WORK INSTRUCTIONS:
Below is a set of records; restate each one word for word.

********

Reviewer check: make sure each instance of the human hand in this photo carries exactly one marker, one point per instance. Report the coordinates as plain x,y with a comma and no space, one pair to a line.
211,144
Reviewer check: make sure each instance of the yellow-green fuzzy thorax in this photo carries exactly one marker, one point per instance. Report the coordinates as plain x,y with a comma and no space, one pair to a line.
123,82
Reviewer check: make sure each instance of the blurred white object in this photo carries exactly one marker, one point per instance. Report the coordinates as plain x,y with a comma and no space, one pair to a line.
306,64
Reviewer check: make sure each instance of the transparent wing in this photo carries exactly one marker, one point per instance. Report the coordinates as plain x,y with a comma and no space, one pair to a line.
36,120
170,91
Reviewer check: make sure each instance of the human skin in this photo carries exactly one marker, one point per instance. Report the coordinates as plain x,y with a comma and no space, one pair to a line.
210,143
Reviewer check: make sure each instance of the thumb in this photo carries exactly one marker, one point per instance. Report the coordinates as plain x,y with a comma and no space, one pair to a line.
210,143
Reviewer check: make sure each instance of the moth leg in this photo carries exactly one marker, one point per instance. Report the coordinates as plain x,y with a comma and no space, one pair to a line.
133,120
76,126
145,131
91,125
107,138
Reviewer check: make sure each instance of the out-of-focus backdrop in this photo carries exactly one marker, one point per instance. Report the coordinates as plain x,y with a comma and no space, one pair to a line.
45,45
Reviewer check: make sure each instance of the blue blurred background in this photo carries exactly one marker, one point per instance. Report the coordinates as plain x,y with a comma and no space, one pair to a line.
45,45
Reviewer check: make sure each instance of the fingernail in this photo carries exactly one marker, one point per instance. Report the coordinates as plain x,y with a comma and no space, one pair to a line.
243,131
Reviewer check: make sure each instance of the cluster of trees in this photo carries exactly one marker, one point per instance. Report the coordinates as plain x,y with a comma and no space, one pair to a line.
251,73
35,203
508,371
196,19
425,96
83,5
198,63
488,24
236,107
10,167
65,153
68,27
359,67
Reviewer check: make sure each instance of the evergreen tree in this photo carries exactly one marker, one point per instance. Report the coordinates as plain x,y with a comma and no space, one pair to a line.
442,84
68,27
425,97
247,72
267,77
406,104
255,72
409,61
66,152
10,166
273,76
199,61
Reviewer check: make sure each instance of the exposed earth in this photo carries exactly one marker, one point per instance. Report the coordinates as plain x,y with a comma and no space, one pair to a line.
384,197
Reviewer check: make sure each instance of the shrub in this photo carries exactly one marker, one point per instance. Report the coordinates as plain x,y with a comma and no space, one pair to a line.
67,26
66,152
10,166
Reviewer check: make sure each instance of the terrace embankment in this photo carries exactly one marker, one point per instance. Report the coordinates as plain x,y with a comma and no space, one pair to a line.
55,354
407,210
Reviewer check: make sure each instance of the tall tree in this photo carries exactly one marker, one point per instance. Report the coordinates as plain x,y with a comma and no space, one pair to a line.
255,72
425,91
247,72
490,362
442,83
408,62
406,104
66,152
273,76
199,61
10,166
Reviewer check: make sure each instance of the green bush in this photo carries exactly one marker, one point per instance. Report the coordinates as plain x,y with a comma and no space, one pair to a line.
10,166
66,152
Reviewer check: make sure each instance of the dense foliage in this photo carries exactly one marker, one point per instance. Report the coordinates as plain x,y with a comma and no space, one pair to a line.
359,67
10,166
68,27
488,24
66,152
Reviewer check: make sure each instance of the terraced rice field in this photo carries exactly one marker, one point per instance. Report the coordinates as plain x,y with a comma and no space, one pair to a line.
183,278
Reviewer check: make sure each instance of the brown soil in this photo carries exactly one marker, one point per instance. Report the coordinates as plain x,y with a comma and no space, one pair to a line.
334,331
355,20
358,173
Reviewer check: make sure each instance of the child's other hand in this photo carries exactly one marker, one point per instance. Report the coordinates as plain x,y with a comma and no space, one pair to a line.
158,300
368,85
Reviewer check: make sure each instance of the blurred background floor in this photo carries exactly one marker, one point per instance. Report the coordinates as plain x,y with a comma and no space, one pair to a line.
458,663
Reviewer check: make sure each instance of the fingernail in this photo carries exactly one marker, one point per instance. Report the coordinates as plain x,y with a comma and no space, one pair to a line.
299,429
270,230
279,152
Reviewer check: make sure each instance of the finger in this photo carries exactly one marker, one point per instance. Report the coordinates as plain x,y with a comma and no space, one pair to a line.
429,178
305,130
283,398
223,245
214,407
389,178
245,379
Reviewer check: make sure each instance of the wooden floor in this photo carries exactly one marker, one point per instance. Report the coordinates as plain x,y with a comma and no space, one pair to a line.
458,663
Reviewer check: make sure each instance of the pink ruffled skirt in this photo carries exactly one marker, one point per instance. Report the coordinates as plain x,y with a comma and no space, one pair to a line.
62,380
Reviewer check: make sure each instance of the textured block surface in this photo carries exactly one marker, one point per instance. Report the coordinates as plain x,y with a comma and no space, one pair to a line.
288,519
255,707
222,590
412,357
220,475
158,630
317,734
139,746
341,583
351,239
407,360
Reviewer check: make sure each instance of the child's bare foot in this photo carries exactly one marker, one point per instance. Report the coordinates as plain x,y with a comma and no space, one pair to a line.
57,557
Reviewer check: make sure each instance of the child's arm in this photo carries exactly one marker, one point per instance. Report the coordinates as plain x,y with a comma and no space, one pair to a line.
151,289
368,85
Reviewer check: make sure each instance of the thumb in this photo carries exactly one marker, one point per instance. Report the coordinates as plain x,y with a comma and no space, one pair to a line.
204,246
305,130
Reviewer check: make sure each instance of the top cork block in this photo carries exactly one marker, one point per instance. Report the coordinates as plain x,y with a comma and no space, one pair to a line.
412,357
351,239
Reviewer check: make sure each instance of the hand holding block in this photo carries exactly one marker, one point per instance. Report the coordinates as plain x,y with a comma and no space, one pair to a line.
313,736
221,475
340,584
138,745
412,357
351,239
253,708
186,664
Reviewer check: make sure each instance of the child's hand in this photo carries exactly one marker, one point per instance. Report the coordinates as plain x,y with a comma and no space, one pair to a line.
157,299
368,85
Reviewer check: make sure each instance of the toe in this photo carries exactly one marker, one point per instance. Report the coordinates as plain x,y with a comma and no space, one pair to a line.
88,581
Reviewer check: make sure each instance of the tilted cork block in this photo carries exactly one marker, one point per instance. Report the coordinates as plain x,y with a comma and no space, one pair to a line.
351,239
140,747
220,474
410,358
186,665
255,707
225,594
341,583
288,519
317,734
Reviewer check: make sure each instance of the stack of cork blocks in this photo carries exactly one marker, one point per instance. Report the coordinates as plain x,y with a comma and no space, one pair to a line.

********

CORRECT ANSWER:
Reviewer check: make sure each instance of the human hand in this photo carries exactly one marker, one point per instance. Report the coordinates as plain x,y with a comma and no space, one pair to a line.
211,144
Reviewer check: make sure each instance of the yellow-green fuzzy thorax in this photo carries exactly one marker, one point per instance. Report the coordinates as plain x,y with a comma and no space, one pair to a line.
123,82
Reviewer check: make sure each instance of the blurred white object in this photo carries exactly one marker, one point per instance. Report the coordinates as plain x,y with a comma and no space, one pair to a line.
306,64
Reviewer check: make sure each instance of the transparent wing in this photo carries exactly one marker, one point per instance. Report the coordinates as plain x,y with a comma and no space, one pair to a line.
36,120
170,91
Reviewer check: make sure each instance of the human skin in this photo carries exactly one marker, one point per instance. Report the coordinates as plain x,y with a comma and no space, one pair to a line.
210,143
Reviewer check: make sure each instance of the thumb in this photo carries exactly one marker, one point per instance. Report the coordinates as plain x,y with a comma and no space, one pair to a line.
210,143
Reviewer check: make sure each instance of the moth leg in this photo carries exactly one marker, one point per instance. Report the coordinates as plain x,y with a comma and no space, one pair to a line.
133,120
76,126
145,131
91,125
107,138
Reviewer check: make sure each instance of the out-of-focus backdrop in this photo carries exactly one marker, one point per instance. Report the coordinates as plain x,y with a comma and no space, one pair to a line.
45,45
Reviewer check: make sure each instance of the blue blurred background in this photo carries exactly one marker, one point per instance. Report the coordinates as plain x,y with a comma and no space, one pair to a line.
45,45
Reviewer check: make sure each instance of the fingernail in this photo carries exactly one marker, one point per instance. Report the coordinates as plain x,y with a comma and no space, one pair to a line.
243,131
Reviewer check: make sure each instance of the cluster of trees in this photo carries exactly one marker, one point per instance. Report the coordinates as plain x,y with a comma and no space, one pair to a line.
251,73
35,203
508,371
196,19
425,96
83,5
198,63
488,24
236,107
10,167
65,153
68,27
359,67
Reviewer check: make sure each instance of the evergreen tree in this photo carries exactly one marker, one point per instance. Report the coordinates as plain x,y with a comma and no space, one pair to a line.
442,84
68,27
425,97
247,72
267,77
406,104
255,72
409,61
66,152
10,166
273,76
199,61
Reviewer check: make sure each instance of the exposed earth in this photo carries exactly one marker, one point per instance. Report the coordinates as plain x,y with a comma and no space, one pair to a line.
384,197
Reviewer check: make sure each instance of the shrub in this photo carries exactly one marker, one point per instance. Report the coordinates as plain x,y with a comma and no space, one pair to a line.
67,26
66,152
10,166
Reviewer check: make sure each instance of the terrace embankment in this photo carries exactly one marker, one point per instance. Report the coordinates as plain x,y with a comma and no space, one pair to a line.
55,354
407,210
Reviewer check: make sure each instance of the tall tree in this photo carries exactly one marker, one point per instance. Report the coordinates as plain x,y with a comma and no space, one pair to a line.
255,72
425,91
247,72
490,362
442,83
408,62
406,104
66,152
273,76
199,61
10,166
Reviewer check: make sure each instance of the green bush in this photo carries exactly one marker, one point per instance. Report the coordinates as plain x,y with a comma and no space, one pair to a line.
10,166
66,152
Reviewer check: make sure each instance of the dense foliage in this photo carries exactly one marker, one point per instance. Report the coordinates as plain x,y with a comma and no space, one pair to a line.
359,67
10,166
68,27
488,24
66,152
Reviewer check: make sure each instance of the terraced rice field in this photo carries exactly one marker, one point per instance. Report the coordinates as plain x,y with a comma and no space, one pair to a line.
183,278
Reviewer check: make sure each instance of the brown soil in this photo carries exactly one marker, one point per instance. Report the coordinates as plain x,y with a comma and no space, one pair to a line.
334,331
355,20
358,173
Reviewer check: make sure each instance of the child's other hand in this photo carries exactly one marker, one point per instance. Report the coordinates as plain x,y with a comma and no space, one pair to a line.
158,300
368,85
Reviewer check: make sure each instance of the blurred background floor in this photo carries exactly one marker, one point per instance. Report the coordinates as plain x,y with a comma and no space, one pair to a line.
458,663
Reviewer check: make sure each instance of the fingernail in this photo carries exactly one marker, one point per instance. Report the coordinates as plain x,y with a comma and no space, one pair to a line.
299,429
270,230
279,152
Reviewer check: make sure each instance of the finger in this photo carries exactly one marker, one point per instance. Report the coordinates as plain x,y with a comma and no space, one pair to a line.
429,178
305,130
283,398
223,245
214,407
389,178
245,379
Reviewer check: make sure each instance of the wooden floor in this photo carries exactly one marker, one point per instance. Report the coordinates as plain x,y with a comma and no space, one pair to a line.
458,663
Reviewer check: make sure each instance of the pink ruffled skirt in this photo carries exactly one marker, one point per instance. Report the coordinates as plain x,y with a comma and no space, one pair to a line.
62,380
Reviewer check: make sure each instance of the textured block surface in this photo carries exactly one marker, one point per instance. Report the coordinates as plain x,y with a comma and no space, one pair to a line.
288,519
255,707
222,590
412,357
220,475
158,630
317,734
139,746
341,583
351,239
407,360
Reviewer check: make sure each instance of the child's bare foot in this photo carries exactly one marker, one point per instance. Report the coordinates as plain x,y with a comma and no space, one pair to a line.
57,557
Reviewer check: make sure each instance of the child's arm in this photo carries exactly one marker, one point per instance. Report the coordinates as plain x,y with a comma and no space, one pair to a line.
151,289
368,85
Reviewer check: make sure each instance of the thumb in this photo carries exactly one marker, one point per instance. Report the coordinates as plain x,y with a comma and no space, one pair to a line.
204,246
305,130
Reviewer check: make sure each instance of the top cork block in this photo carries exactly one marker, one point per instance. Report the coordinates as plain x,y with a comma and no space, one pair to a line.
412,357
351,239
Reviewer check: make sure each instance of the hand holding block in this photo carries exactly one marker, one point per instance. Report the coordinates as plain x,y with a comma and no space, one pair to a line.
313,736
221,475
340,584
138,745
412,357
351,239
253,708
186,664
Reviewer check: make sure each instance of the child's hand in this photo carries exactly one marker, one point per instance. Report the coordinates as plain x,y with a comma and no space, one pair to a line.
157,299
368,85
Reviewer check: make sure each instance of the toe in this photo carries exactly one marker, one point per instance. Report the coordinates as plain x,y with a comma and no space, one pair to a line.
88,581
Reviewer check: make sure each instance of the tilted cork block in this photo carries exactly one marker, one point per instance. Report the coordinates as plain x,y with a comma and no space, one pair to a line.
351,239
140,747
220,474
410,358
186,665
255,707
225,594
341,583
288,519
317,734
Reviewer check: make sure each instance of the stack of cork blocks in this photo carries exactly one marker, one point per instance. Report the coordinates as plain x,y with a comma and no space, one pair to a line.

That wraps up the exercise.